CREATE TABLE with Hive format

Applies to: check marked yes Databricks Runtime

Defines a table using Hive format.

Syntax

CREATE [ EXTERNAL ] TABLE [ IF NOT EXISTS ] table_identifier
    [ ( col_name1[:] col_type1 [ COMMENT col_comment1 ], ... ) ]
    [ COMMENT table_comment ]
    [ PARTITIONED BY ( col_name2[:] col_type2 [ COMMENT col_comment2 ], ... )
        | ( col_name1, col_name2, ... ) ]
    [ ROW FORMAT row_format ]
    [ STORED AS file_format ]
    [ LOCATION path ]
    [ TBLPROPERTIES ( key1=val1, key2=val2, ... ) ]
    [ AS select_statement ]

row_format:
    : SERDE serde_class [ WITH SERDEPROPERTIES (k1=v1, k2=v2, ... ) ]
    | DELIMITED [ FIELDS TERMINATED BY fields_terminated_char [ ESCAPED BY escaped_char ] ]
        [ COLLECTION ITEMS TERMINATED BY collection_items_terminated_char ]
        [ MAP KEYS TERMINATED BY map_key_terminated_char ]
        [ LINES TERMINATED BY row_terminated_char ]
        [ NULL DEFINED AS null_char ]

The clauses between the column definition clause and the AS SELECT clause can appear in any order. For example, you can write COMMENT table_comment after TBLPROPERTIES.

Note

You must specify either the STORED AS or ROW FORMAT clause. Otherwise, the SQL parser uses the CREATE TABLE [USING] syntax to parse it and creates a Delta table by default.

Parameters

  • table_identifier

    A table name, optionally qualified with a schema name.

    Syntax: [schema_name.] table_name

  • EXTERNAL

    Defines the table using the path provided in LOCATION.

  • PARTITIONED BY

    Partitions the table by the specified columns.

  • ROW FORMAT

    Use the SERDE clause to specify a custom SerDe for one table. Otherwise, use the DELIMITED clause to use the native SerDe and specify the delimiter, escape character, null character and so on.

  • SERDE

    Specifies a custom SerDe for one table.

Data rows:

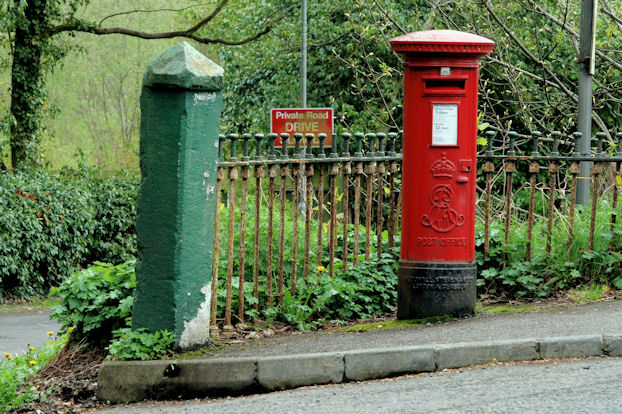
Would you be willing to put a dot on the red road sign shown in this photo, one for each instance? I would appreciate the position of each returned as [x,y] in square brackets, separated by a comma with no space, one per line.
[303,120]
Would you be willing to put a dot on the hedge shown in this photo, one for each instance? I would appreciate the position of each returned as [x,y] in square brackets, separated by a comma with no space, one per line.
[52,224]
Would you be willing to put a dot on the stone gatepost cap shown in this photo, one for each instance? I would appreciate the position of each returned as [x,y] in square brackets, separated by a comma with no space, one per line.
[183,67]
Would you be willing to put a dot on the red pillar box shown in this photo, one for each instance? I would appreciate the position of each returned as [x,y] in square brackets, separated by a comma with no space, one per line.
[437,270]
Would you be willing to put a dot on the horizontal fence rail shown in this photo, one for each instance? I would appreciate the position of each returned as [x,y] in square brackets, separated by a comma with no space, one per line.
[287,209]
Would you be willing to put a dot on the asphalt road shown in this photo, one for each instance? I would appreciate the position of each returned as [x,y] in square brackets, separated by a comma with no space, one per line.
[23,327]
[580,386]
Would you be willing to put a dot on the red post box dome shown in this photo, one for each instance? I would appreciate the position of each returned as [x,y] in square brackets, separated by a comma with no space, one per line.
[428,43]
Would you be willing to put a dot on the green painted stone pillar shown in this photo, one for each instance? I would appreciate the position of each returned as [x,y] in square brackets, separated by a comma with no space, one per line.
[181,103]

Written task 1:
Summarize the Hive-format CREATE TABLE page in two sentences.
Written task 2:
Continue the Hive-format CREATE TABLE page from its last line.

Answer 1:
The page covers the Databricks Runtime statement that defines a table using Hive format, giving its syntax with optional clauses such as PARTITIONED BY, ROW FORMAT, STORED AS, LOCATION and TBLPROPERTIES, which can appear in any order between the column definition clause and the AS SELECT clause. Either STORED AS or ROW FORMAT must be specified, or the parser treats the statement as CREATE TABLE [USING] and creates a Delta table by default, and the parameter list explains table_identifier, EXTERNAL, PARTITIONED BY, ROW FORMAT and SERDE.

Answer 2:
  • serde_class

    Specifies a fully-qualified class name of a custom SerDe.

  • SERDEPROPERTIES

    A list of key-value pairs used to tag the SerDe definition.

  • DELIMITED

    The DELIMITED clause can be used to specify the native SerDe and state the delimiter, escape character, null character and so on.

  • FIELDS TERMINATED BY

    Used to define a column separator.

  • COLLECTION ITEMS TERMINATED BY

    Used to define a collection item separator.

  • MAP KEYS TERMINATED BY

    Used to define a map key separator.

  • LINES TERMINATED BY

    Used to define a row separator.

  • NULL DEFINED AS

    Used to define the specific value for NULL.

  • ESCAPED BY

    Define the escape mechanism.

  • COLLECTION ITEMS TERMINATED BY

    Define a collection item separator.

  • MAP KEYS TERMINATED BY

    Define a map key separator.

  • LINES TERMINATED BY

    Define a row separator.

  • NULL DEFINED AS

    Define the specific value for NULL.

  • STORED AS

    The file format for the table. Available formats include TEXTFILE, SEQUENCEFILE, RCFILE, ORC, PARQUET, and AVRO. Alternatively, you can specify your own input and output formats through INPUTFORMAT and OUTPUTFORMAT. Only formats TEXTFILE, SEQUENCEFILE, and RCFILE can be used with ROW FORMAT SERDE and only TEXTFILE can be used with ROW FORMAT DELIMITED.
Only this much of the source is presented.